__Listing__
▼▼▼
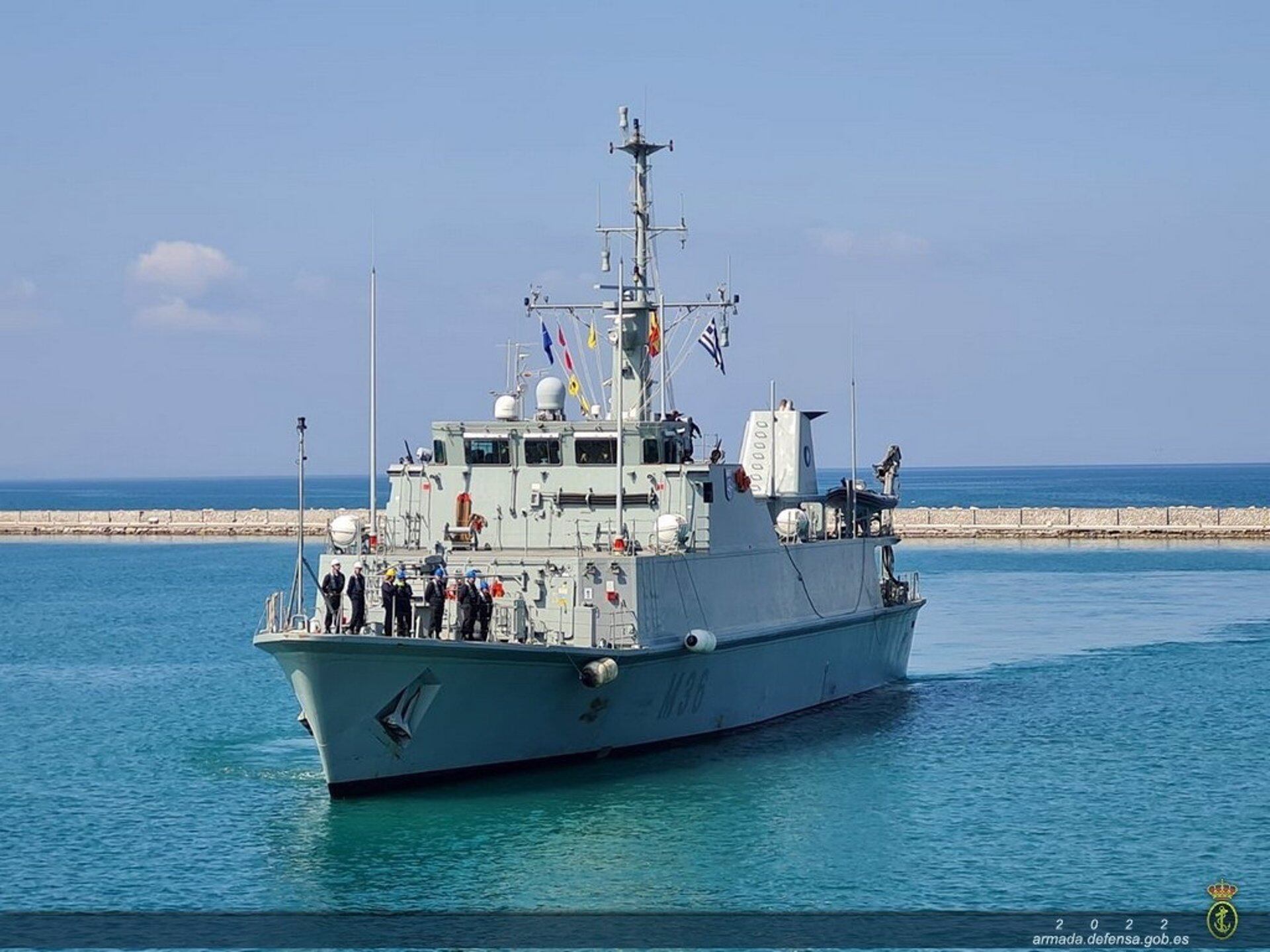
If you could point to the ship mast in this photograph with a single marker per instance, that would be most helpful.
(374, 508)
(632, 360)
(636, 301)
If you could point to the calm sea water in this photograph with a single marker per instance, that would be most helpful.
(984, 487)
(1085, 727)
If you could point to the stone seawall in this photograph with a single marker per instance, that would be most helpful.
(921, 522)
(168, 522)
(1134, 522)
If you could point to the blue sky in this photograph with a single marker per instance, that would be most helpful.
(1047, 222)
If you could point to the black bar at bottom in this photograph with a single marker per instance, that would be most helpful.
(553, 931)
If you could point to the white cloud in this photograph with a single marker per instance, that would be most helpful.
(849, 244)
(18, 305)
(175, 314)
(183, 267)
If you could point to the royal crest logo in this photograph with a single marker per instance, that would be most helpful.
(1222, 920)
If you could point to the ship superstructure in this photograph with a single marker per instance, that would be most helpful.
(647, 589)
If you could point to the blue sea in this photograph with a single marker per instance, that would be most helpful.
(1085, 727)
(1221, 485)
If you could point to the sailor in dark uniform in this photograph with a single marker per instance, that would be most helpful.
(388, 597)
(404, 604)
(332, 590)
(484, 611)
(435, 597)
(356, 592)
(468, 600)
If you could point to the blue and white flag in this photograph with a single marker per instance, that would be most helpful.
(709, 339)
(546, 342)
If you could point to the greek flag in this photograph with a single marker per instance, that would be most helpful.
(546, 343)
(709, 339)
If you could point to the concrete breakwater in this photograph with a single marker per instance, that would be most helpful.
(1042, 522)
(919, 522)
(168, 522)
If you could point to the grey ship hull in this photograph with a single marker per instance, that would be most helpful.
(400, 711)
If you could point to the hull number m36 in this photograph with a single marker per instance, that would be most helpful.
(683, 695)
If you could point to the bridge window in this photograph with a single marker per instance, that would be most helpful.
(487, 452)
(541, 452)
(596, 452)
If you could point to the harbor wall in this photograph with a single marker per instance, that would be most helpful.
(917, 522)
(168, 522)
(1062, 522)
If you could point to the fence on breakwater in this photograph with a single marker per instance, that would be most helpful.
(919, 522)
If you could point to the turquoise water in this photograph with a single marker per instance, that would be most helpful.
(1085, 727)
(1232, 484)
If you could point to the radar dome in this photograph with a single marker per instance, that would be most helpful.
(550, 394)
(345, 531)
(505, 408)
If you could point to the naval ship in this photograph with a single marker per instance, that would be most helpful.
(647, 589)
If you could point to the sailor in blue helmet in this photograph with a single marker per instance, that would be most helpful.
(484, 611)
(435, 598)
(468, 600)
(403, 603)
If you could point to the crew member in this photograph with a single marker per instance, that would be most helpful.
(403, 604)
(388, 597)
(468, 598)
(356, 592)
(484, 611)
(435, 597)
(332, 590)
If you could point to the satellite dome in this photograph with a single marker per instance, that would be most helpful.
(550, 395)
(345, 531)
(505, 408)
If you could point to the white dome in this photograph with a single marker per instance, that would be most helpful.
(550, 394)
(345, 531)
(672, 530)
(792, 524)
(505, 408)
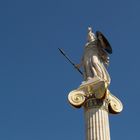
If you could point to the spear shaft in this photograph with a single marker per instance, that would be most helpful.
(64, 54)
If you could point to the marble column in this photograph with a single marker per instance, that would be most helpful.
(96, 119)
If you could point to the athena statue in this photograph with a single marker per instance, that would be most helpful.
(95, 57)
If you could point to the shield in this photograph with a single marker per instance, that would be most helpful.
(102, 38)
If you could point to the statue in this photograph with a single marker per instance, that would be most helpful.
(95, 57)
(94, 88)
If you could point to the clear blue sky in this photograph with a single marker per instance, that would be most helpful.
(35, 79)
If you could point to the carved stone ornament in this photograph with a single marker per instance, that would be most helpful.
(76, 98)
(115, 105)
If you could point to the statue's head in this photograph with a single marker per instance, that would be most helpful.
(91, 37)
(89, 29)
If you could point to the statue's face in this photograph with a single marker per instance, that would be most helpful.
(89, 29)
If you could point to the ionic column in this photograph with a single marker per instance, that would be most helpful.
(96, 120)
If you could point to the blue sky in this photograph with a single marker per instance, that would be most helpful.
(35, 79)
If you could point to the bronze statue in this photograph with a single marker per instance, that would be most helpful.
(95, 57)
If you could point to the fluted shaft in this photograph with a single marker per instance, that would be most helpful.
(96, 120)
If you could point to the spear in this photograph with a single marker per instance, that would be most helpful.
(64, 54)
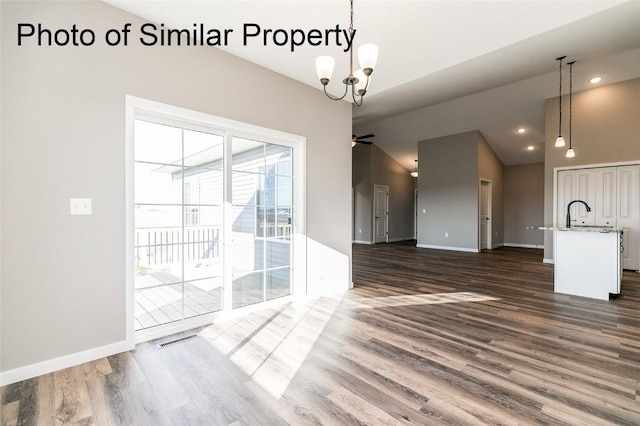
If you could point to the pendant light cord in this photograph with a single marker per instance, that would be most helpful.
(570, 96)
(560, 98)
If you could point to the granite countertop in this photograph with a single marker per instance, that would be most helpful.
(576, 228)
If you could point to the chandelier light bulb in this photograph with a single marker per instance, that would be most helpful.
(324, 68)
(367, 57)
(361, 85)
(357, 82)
▲▲▲
__Stated exercise__
Write out again, unchanged, the part of the records that opens with the line containing "If you could point to the granite" and runs through the end of the records.

__Problem solution__
If you could point to the granite countertop in this photograph with a single marker per instance, that would be most helpful.
(576, 228)
If you could point to the chandelier light bulb in this photograph with a single marker per instance, that would be most helpful.
(324, 68)
(367, 57)
(361, 85)
(357, 82)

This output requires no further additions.